→ Task description: Output nothing but the lines from the beginning of the listing below through the line containing "Query: <item>rocky cliff face</item>", exactly as they stand, without pictures.

→ Data for analysis:
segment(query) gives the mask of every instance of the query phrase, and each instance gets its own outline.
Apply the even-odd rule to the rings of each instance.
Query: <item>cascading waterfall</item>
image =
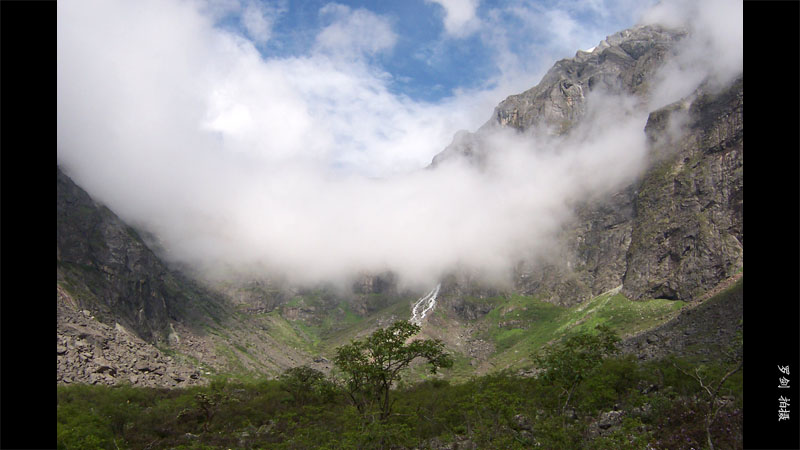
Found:
[[[425,315],[428,314],[428,311],[432,310],[433,307],[436,306],[436,296],[439,295],[439,289],[441,287],[442,283],[437,284],[432,291],[428,292],[419,300],[417,300],[416,303],[414,303],[414,308],[411,309],[411,323],[415,325],[422,325],[422,319],[425,318]],[[423,306],[422,312],[419,312],[420,306]]]

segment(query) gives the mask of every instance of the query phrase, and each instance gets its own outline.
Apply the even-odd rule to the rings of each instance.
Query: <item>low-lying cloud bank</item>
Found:
[[[647,111],[597,96],[590,109],[601,113],[572,137],[500,131],[486,170],[418,170],[454,130],[485,120],[490,90],[438,104],[392,94],[362,56],[394,37],[362,10],[328,6],[333,22],[311,54],[264,59],[198,5],[58,7],[59,164],[172,261],[297,283],[392,270],[433,284],[453,267],[502,278],[543,251],[570,202],[644,168]],[[653,107],[741,72],[741,2],[670,5],[644,21],[695,31]],[[248,30],[269,39],[256,12]],[[347,26],[361,35],[348,41]]]

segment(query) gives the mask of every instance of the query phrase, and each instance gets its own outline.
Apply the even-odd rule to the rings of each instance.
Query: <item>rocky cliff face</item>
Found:
[[[742,100],[740,78],[652,112],[650,169],[579,205],[561,254],[521,264],[517,289],[564,305],[617,286],[631,299],[692,300],[732,276],[744,264]]]
[[[159,348],[202,353],[189,327],[229,316],[224,300],[169,269],[60,168],[57,180],[58,382],[204,382]]]
[[[158,349],[119,323],[106,325],[62,287],[57,287],[57,383],[130,383],[137,386],[189,386],[200,372]]]
[[[287,320],[335,320],[342,302],[367,315],[398,298],[391,273],[363,273],[350,292],[250,278],[201,285],[60,168],[57,180],[58,383],[182,387],[213,373],[327,370]]]
[[[590,92],[627,94],[645,105],[654,75],[686,35],[640,26],[559,61],[536,87],[500,103],[476,133],[459,132],[431,166],[465,158],[480,167],[491,151],[487,136],[499,128],[567,134],[585,116]],[[555,254],[520,261],[513,290],[565,306],[619,286],[632,299],[691,300],[733,275],[743,265],[742,100],[740,77],[651,111],[643,130],[647,171],[576,204]]]
[[[630,298],[696,298],[744,264],[743,79],[694,97],[679,139],[666,139],[661,122],[681,109],[668,107],[648,121],[653,150],[664,159],[634,199],[623,286]]]
[[[81,309],[118,319],[144,339],[163,341],[166,272],[136,232],[96,204],[58,169],[58,281]],[[170,299],[170,301],[172,301]]]
[[[118,322],[158,344],[168,341],[171,320],[197,317],[200,307],[219,310],[219,299],[166,267],[133,228],[60,168],[57,211],[58,284],[101,322]]]

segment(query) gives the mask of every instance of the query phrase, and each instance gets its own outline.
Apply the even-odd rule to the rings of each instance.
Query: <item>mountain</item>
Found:
[[[337,346],[410,319],[418,299],[421,334],[455,355],[444,372],[454,379],[525,372],[532,350],[598,323],[641,358],[698,348],[709,357],[741,330],[743,77],[654,103],[659,73],[687,36],[658,26],[609,36],[557,62],[433,158],[428,170],[456,162],[484,170],[497,133],[555,142],[591,134],[583,127],[603,114],[592,109],[601,95],[626,99],[646,118],[638,130],[646,167],[573,199],[551,251],[517,261],[510,285],[457,269],[427,296],[389,272],[365,271],[346,288],[203,280],[163,262],[59,168],[58,382],[185,386],[301,364],[327,371]]]
[[[59,168],[57,279],[77,306],[116,321],[142,339],[164,343],[170,321],[215,299],[170,270],[111,210],[96,203]],[[202,305],[202,306],[201,306]]]
[[[295,342],[280,339],[284,319],[243,315],[233,295],[169,267],[60,167],[57,181],[59,383],[174,387],[217,373],[278,374],[313,364]]]
[[[457,159],[484,164],[497,129],[567,135],[586,117],[587,98],[598,92],[646,105],[659,69],[686,35],[639,26],[557,62],[536,87],[501,102],[478,131],[457,134],[432,167]],[[742,101],[740,75],[723,88],[701,84],[686,98],[650,111],[644,175],[608,195],[576,202],[558,255],[520,261],[514,292],[565,306],[617,286],[631,299],[691,300],[741,269]]]

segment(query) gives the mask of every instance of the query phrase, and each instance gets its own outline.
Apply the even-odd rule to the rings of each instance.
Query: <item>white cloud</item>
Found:
[[[256,44],[264,44],[272,36],[274,22],[284,9],[269,7],[266,3],[249,0],[241,13],[242,26]]]
[[[241,0],[199,0],[198,9],[214,22],[218,22],[231,14],[240,13]]]
[[[331,23],[317,36],[316,50],[335,57],[359,58],[391,50],[397,41],[389,21],[366,9],[329,3],[320,15]]]
[[[500,133],[486,173],[419,171],[456,130],[534,85],[524,59],[545,47],[518,56],[511,31],[484,29],[505,49],[504,75],[431,104],[392,93],[370,64],[397,39],[384,17],[329,4],[312,52],[265,59],[214,28],[235,5],[209,5],[58,4],[59,164],[174,260],[298,281],[388,268],[433,282],[454,265],[499,275],[539,250],[569,199],[613,189],[641,163],[643,117],[598,98],[621,114],[587,123],[591,140]]]
[[[444,9],[444,29],[448,35],[465,37],[480,26],[477,17],[479,0],[426,0]]]
[[[723,86],[743,71],[742,0],[665,1],[647,11],[642,23],[683,26],[689,31],[677,56],[661,71],[653,107],[689,95],[703,81]]]

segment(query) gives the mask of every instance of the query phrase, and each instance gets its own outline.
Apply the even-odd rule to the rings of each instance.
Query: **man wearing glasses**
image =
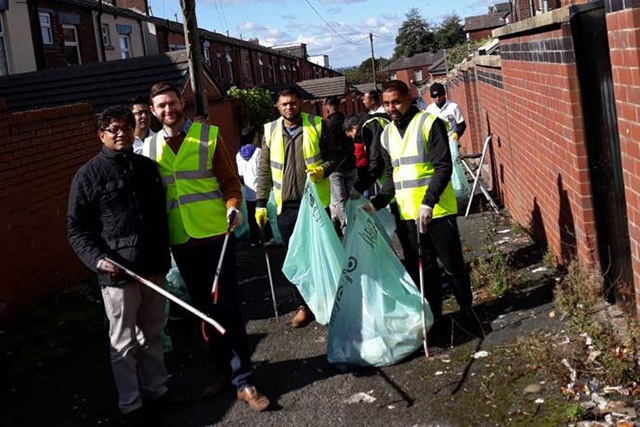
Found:
[[[98,276],[118,407],[127,424],[139,425],[157,413],[147,410],[149,405],[178,409],[173,405],[179,402],[167,394],[163,297],[107,260],[161,287],[170,267],[164,185],[155,163],[133,153],[134,127],[128,107],[110,107],[100,115],[103,145],[73,178],[67,230],[73,250]]]
[[[133,152],[142,153],[144,140],[156,133],[149,127],[151,125],[151,110],[149,109],[149,98],[137,96],[131,100],[131,112],[136,119],[136,128],[133,140]]]

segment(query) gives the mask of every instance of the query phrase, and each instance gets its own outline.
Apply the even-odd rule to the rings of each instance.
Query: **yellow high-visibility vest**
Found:
[[[302,116],[302,155],[307,168],[320,166],[324,163],[320,152],[320,135],[322,133],[322,118],[301,113]],[[284,176],[284,135],[283,121],[278,120],[264,125],[264,140],[269,147],[269,162],[271,165],[271,181],[273,182],[273,196],[278,208],[282,212],[282,179]],[[316,182],[318,196],[326,208],[331,202],[331,188],[328,177]]]
[[[404,137],[394,123],[387,126],[382,133],[381,143],[391,157],[393,166],[393,184],[396,189],[398,210],[402,219],[416,220],[418,210],[429,188],[429,182],[435,169],[427,161],[429,151],[429,132],[437,117],[421,111],[417,113]],[[433,207],[433,218],[440,218],[458,213],[458,202],[451,180],[440,195],[440,200]]]
[[[193,123],[177,155],[164,132],[147,138],[142,147],[142,154],[158,163],[167,189],[172,245],[227,231],[226,204],[212,165],[217,139],[216,126]]]

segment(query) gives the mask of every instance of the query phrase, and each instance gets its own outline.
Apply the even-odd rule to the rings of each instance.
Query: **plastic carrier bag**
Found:
[[[343,261],[344,249],[316,184],[307,179],[282,272],[321,325],[329,323]]]
[[[240,213],[242,214],[242,224],[240,227],[236,228],[233,232],[233,235],[236,236],[236,239],[239,240],[249,240],[249,214],[247,213],[247,189],[244,185],[240,186],[242,190],[242,204],[240,205]]]
[[[267,216],[269,217],[269,225],[271,226],[271,234],[273,234],[273,241],[278,245],[282,244],[282,236],[280,235],[280,229],[278,228],[278,208],[276,206],[276,199],[273,195],[273,190],[267,201]]]
[[[352,228],[350,227],[350,224],[353,224],[355,222],[355,216],[358,211],[358,208],[368,202],[369,200],[367,200],[365,197],[347,200],[347,209],[346,209],[347,229],[345,230],[345,233],[344,233],[345,236],[349,234],[349,230]],[[380,209],[373,215],[373,220],[376,222],[376,225],[378,226],[378,228],[386,231],[386,233],[383,233],[383,237],[389,243],[389,245],[391,245],[391,239],[393,238],[393,233],[395,233],[396,231],[396,219],[391,213],[391,210],[388,207],[384,209]],[[343,243],[346,244],[346,242],[347,242],[347,239],[344,239]]]
[[[346,366],[385,366],[422,346],[420,292],[384,231],[362,208],[346,235],[347,258],[329,323],[327,359]],[[433,314],[425,302],[427,328]]]
[[[453,191],[456,193],[457,199],[468,198],[471,193],[471,187],[469,187],[467,176],[464,173],[464,166],[462,166],[462,160],[460,160],[458,141],[453,138],[450,139],[449,148],[451,149],[451,163],[453,164],[453,171],[451,172]]]
[[[184,283],[184,279],[178,270],[176,261],[171,255],[171,269],[164,278],[167,291],[180,298],[182,301],[191,302],[191,297],[187,291],[187,285]],[[162,339],[162,348],[166,352],[173,350],[173,341],[167,333],[167,322],[169,320],[169,307],[170,303],[168,299],[164,300],[164,328],[160,334]]]

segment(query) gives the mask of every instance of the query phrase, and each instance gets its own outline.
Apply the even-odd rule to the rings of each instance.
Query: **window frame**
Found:
[[[42,18],[46,17],[47,21],[44,23],[42,22]],[[42,35],[42,43],[44,43],[45,45],[52,45],[53,44],[53,28],[51,26],[51,14],[49,12],[38,12],[38,20],[40,22],[40,33]],[[45,30],[47,31],[48,34],[48,38],[49,41],[45,40]]]
[[[105,31],[106,30],[106,31]],[[112,46],[111,44],[111,28],[109,24],[102,24],[102,45]]]
[[[4,34],[4,12],[0,12],[0,76],[11,74],[9,69],[9,55],[7,51],[7,39]]]
[[[126,47],[123,48],[122,41],[126,41]],[[131,37],[129,34],[118,34],[118,46],[120,47],[120,59],[133,58],[133,48],[131,46]]]
[[[73,30],[73,33],[76,36],[75,42],[67,41],[67,39],[64,37],[65,29]],[[66,51],[66,48],[68,47],[75,47],[76,53],[78,54],[78,64],[75,64],[75,65],[82,65],[82,52],[80,51],[80,37],[78,36],[78,26],[73,24],[62,24],[62,33],[63,33],[62,39],[64,42],[65,51]]]

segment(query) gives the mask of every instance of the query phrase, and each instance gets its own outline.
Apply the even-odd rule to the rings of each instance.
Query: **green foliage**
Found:
[[[396,36],[394,58],[413,56],[416,53],[437,49],[435,34],[417,8],[412,7],[405,15],[407,18]]]
[[[467,37],[460,21],[460,17],[455,13],[444,17],[435,32],[438,49],[450,49],[466,42]]]
[[[251,89],[238,89],[233,86],[227,94],[232,98],[242,99],[247,107],[249,123],[258,133],[261,133],[262,126],[275,120],[273,101],[271,93],[267,89],[252,87]]]
[[[389,64],[387,58],[376,58],[376,81],[381,82],[386,80],[386,74],[380,70]],[[371,71],[371,58],[367,58],[357,66],[344,71],[344,75],[347,78],[347,83],[352,85],[362,83],[373,83],[373,73]]]
[[[567,417],[567,421],[575,423],[585,418],[585,416],[587,415],[587,410],[581,404],[574,403],[573,405],[567,407],[565,414]]]

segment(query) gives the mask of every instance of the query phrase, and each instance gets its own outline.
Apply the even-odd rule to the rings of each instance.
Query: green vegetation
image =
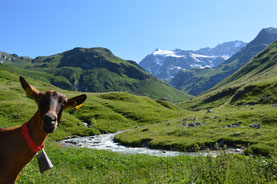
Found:
[[[277,183],[276,45],[215,89],[188,102],[173,104],[125,92],[86,93],[83,106],[66,110],[57,131],[47,139],[46,151],[55,168],[41,175],[33,159],[23,169],[18,183]],[[19,75],[24,74],[41,91],[57,90],[68,98],[81,94],[51,85],[53,81],[63,85],[71,85],[77,78],[81,81],[83,72],[71,65],[56,68],[63,63],[62,56],[51,57],[47,62],[47,57],[36,58],[34,65],[42,70],[42,65],[51,63],[47,67],[53,67],[52,72],[64,72],[63,75],[36,70],[33,64],[24,66],[31,67],[30,71],[0,64],[0,127],[21,125],[37,109],[24,94]],[[149,88],[152,86],[154,83]],[[241,122],[240,126],[227,128],[237,122]],[[189,128],[193,123],[201,126]],[[253,123],[261,127],[251,128]],[[126,145],[146,144],[181,151],[232,146],[245,148],[245,154],[252,156],[226,155],[222,151],[216,158],[162,158],[66,148],[55,141],[126,129],[129,130],[116,136]]]
[[[18,73],[25,75],[27,69],[31,71],[27,73],[33,75],[30,77],[38,75],[40,80],[66,90],[121,91],[173,102],[192,98],[148,74],[135,62],[116,57],[105,48],[74,48],[33,60],[6,53],[3,56],[6,58],[4,64],[16,67]]]
[[[272,159],[226,155],[153,157],[47,144],[54,168],[39,173],[33,159],[18,183],[276,183]]]
[[[275,32],[263,29],[246,47],[215,68],[196,69],[194,75],[176,78],[171,84],[191,95],[199,95],[243,67],[255,55],[277,39]],[[266,59],[265,59],[266,60]],[[180,74],[183,77],[184,74]]]
[[[183,104],[182,104],[183,105]],[[220,107],[184,113],[175,120],[163,121],[153,125],[123,132],[116,140],[126,145],[141,146],[148,140],[149,147],[198,151],[216,149],[224,145],[247,148],[246,153],[268,155],[277,151],[277,109],[271,105],[251,107]],[[188,127],[188,124],[201,123],[201,126]],[[235,128],[226,128],[229,124],[242,122]],[[261,128],[251,128],[260,123]]]
[[[11,127],[23,124],[35,113],[37,106],[26,97],[19,83],[19,75],[5,65],[0,65],[0,127]],[[32,76],[36,72],[25,72]],[[39,78],[36,77],[35,78]],[[68,98],[80,94],[58,89],[48,83],[26,78],[38,90],[57,90]],[[153,100],[145,96],[135,96],[123,92],[86,93],[88,99],[79,110],[69,109],[62,116],[62,123],[57,132],[51,136],[61,140],[67,136],[95,135],[100,132],[115,132],[143,124],[158,123],[176,118],[182,111],[162,100]],[[82,121],[91,125],[87,128]]]
[[[243,68],[219,83],[214,89],[222,86],[239,86],[258,83],[268,84],[276,81],[277,77],[277,41],[269,45],[255,56]]]
[[[244,147],[246,154],[277,151],[277,41],[214,89],[178,103],[182,117],[145,125],[116,136],[126,145],[197,151],[219,146]],[[212,110],[208,113],[208,110]],[[230,124],[241,122],[234,128]],[[188,127],[200,123],[201,126]],[[260,124],[260,129],[251,124]]]

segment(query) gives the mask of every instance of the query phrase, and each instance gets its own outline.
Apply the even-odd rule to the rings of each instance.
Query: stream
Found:
[[[207,156],[211,155],[213,157],[219,154],[217,150],[204,150],[198,152],[179,152],[179,151],[168,151],[168,150],[158,150],[151,149],[148,147],[127,147],[123,146],[118,142],[114,142],[114,136],[121,132],[109,133],[109,134],[100,134],[89,137],[76,137],[70,139],[64,139],[59,143],[64,146],[74,146],[74,147],[87,147],[91,149],[98,150],[109,150],[113,152],[119,152],[123,154],[146,154],[152,156],[179,156],[179,155],[188,155],[188,156]],[[228,153],[240,153],[241,150],[238,149],[227,149]]]

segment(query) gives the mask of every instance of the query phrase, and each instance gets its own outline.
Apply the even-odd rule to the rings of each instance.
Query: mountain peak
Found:
[[[266,32],[268,34],[276,34],[277,33],[277,29],[274,28],[274,27],[268,27],[268,28],[262,29],[261,32]]]
[[[106,53],[106,54],[113,54],[109,49],[107,48],[104,48],[104,47],[92,47],[92,48],[84,48],[84,47],[75,47],[71,50],[68,50],[66,51],[65,53],[68,53],[68,52],[73,52],[73,53]]]
[[[269,44],[277,39],[277,29],[273,27],[262,29],[257,37],[249,44]]]

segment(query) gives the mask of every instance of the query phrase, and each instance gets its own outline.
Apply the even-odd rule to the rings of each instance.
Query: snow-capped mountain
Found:
[[[147,55],[139,65],[147,72],[169,82],[181,69],[216,67],[245,45],[242,41],[233,41],[197,51],[157,49]]]

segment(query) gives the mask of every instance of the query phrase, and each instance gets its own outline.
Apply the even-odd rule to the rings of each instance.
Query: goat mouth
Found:
[[[53,133],[56,127],[43,127],[43,129],[46,133]]]

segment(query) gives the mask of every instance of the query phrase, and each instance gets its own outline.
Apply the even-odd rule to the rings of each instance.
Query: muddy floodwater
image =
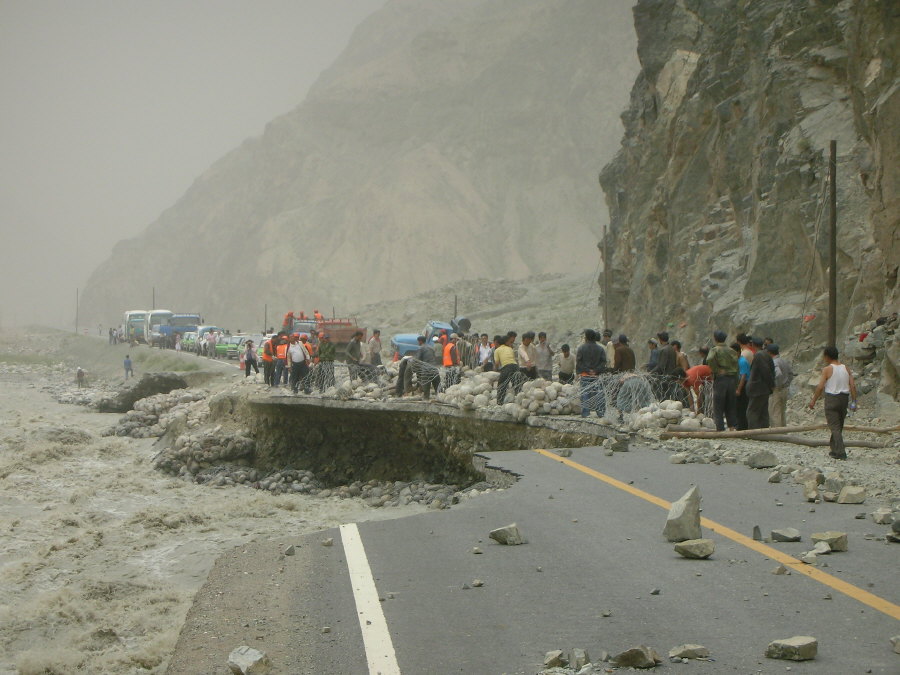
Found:
[[[253,539],[423,507],[213,488],[151,466],[153,439],[61,405],[40,368],[0,376],[0,673],[163,673],[215,558]]]

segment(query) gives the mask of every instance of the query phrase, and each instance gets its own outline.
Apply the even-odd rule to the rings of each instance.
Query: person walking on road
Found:
[[[127,380],[129,376],[134,377],[134,368],[131,366],[131,354],[125,355],[123,365],[125,366],[125,379]]]
[[[816,401],[825,395],[825,421],[831,430],[831,451],[828,455],[833,459],[847,459],[844,420],[847,418],[848,408],[856,410],[856,382],[850,369],[838,361],[837,347],[825,347],[822,357],[825,367],[809,402],[809,409],[813,410]]]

→ Written solution:
segment(query) gives the mask of every instance of the query phrase, and each instance gets its own outline.
Apply the even-odd rule to the rings of each instance.
Query: <item>cascading waterfall</item>
image =
Found:
[[[425,315],[428,314],[428,311],[432,310],[433,307],[436,306],[436,296],[439,295],[439,289],[441,287],[442,283],[437,284],[432,291],[428,292],[419,300],[417,300],[416,303],[414,303],[414,308],[411,309],[411,323],[415,325],[422,325],[422,319],[425,318]],[[423,306],[422,312],[419,312],[420,306]]]

segment(query) gives the mask of every instance of the query phrase, and each instance gets its own outline.
Apply the even-odd rule to the rings of each instance.
Query: <item>low-lying cloud bank</item>
Found:
[[[647,111],[597,96],[590,109],[601,113],[572,137],[500,131],[486,170],[418,170],[454,130],[485,120],[490,90],[438,104],[392,94],[362,56],[394,37],[362,10],[328,6],[333,22],[311,54],[264,59],[198,5],[58,7],[59,164],[172,261],[297,283],[392,270],[433,284],[453,267],[502,278],[543,251],[570,202],[644,168]],[[653,107],[741,72],[741,2],[670,5],[644,21],[695,31]],[[248,30],[269,39],[256,12]],[[347,26],[361,35],[348,41]]]

segment(query) gives the mask of every instance of the query phrase, and each instance gets its own outline.
Apply the even-odd rule to the rings of each instance.
Query: <item>rocky cliff face</item>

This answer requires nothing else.